Sunday, March 10, 2019

My Italian Father and His Garden...

If you're Italian or grew up Italian American with strong Italian traditions than that would mean someone in your family has an Italian garden. The garden that you grew up knowing with tons of tomato plants, eggplant, basil, zucchini, (from which you got your zucchini flowers to make fritelle) and so on.. what didn't the Italian garden have?

In my case, you were the kid who went to school bragging about your father's garden and how you ate fresh vegetables or how you made tomato sauce at the end of the summer with the tomatoes from your garden. My mother would always prepare nightly dinner in the summers with all fresh vegetables right out of the garden, now a days this is called "GREEN" or "ORGANIC." Who knew my mother and father had me living so green conscious and organic from an early age, to me it was just normal. It still is. So when people talk about starting a herb garden, I kind of snicker not because it's funny, but because I laugh to myself about how lucky I am that I grew up with such a vast knowledge of agriculture, good food, great cooking and always understanding the quality of what you eat.


My father still grows tons of tomato plants as you can see from the photo above and we do in fact make our sauce with those tomatoes from the garden, which lasts the whole winter. It's a tradition we preserved as Italian Americans-- my brothers, sister and myself hold this to be very sacred and consider ourselves extremely fortunate to know how to bottle the sauce in jars. Not only are we making our own sauce, but we've learned to cultivate fruit trees, such as peach trees, which we make our own jam and pies. We know my father is the garden guru, he has neighbors and strangers just stopping in his yard nightly just to ask him questions about how to grow the best garden. Not only does he give advice, but he's giving away plants too, better yet he comes to your yard and plants it for you. It gives him immense pleasure to see others succeed in gardening. No one like my father, that is for sure. So, if you were thinking of actually starting that garden, stop thinking and just do it - there is something extremely therapeutic to gardening and not only that, but it's preserving a very important tradition in our Italian American culture.

** Update my father is now 89 years old and is preparing his seeds for this summer's garden. 


5 comments:

Lisa at Wanderlust Women said...

•••

WHAT THE TASK ASKS
Can you reproduce the garden blog post, beginning at the words "If you're Italian" and stopping after "Italian garden have?", swapping in "peppers" for "eggplant"? The rows play no part in this.

•••

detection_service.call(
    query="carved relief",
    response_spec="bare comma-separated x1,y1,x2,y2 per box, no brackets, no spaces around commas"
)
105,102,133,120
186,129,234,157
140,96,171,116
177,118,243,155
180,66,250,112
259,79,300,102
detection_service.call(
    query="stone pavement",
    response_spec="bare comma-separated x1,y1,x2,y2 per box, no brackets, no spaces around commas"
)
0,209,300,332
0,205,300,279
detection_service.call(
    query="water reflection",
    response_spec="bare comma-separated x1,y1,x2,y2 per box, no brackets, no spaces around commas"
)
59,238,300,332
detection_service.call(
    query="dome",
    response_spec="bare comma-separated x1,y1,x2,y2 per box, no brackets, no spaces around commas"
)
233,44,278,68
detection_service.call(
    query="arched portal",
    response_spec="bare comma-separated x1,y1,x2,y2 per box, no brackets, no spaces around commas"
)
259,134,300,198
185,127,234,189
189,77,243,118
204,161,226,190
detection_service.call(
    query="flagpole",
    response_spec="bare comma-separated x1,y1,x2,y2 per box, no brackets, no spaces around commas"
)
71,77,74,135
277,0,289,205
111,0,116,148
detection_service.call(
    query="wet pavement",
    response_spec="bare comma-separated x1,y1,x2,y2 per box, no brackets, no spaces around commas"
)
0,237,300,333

•••

WRITTEN ANSWER
If you're Italian or grew up Italian American with strong Italian traditions than that would mean someone in your family has an Italian garden. The garden that you grew up knowing with tons of tomato plants, peppers, basil, zucchini, (from which you got your zucchini flowers to make fritelle) and so on.. what didn't the Italian garden have?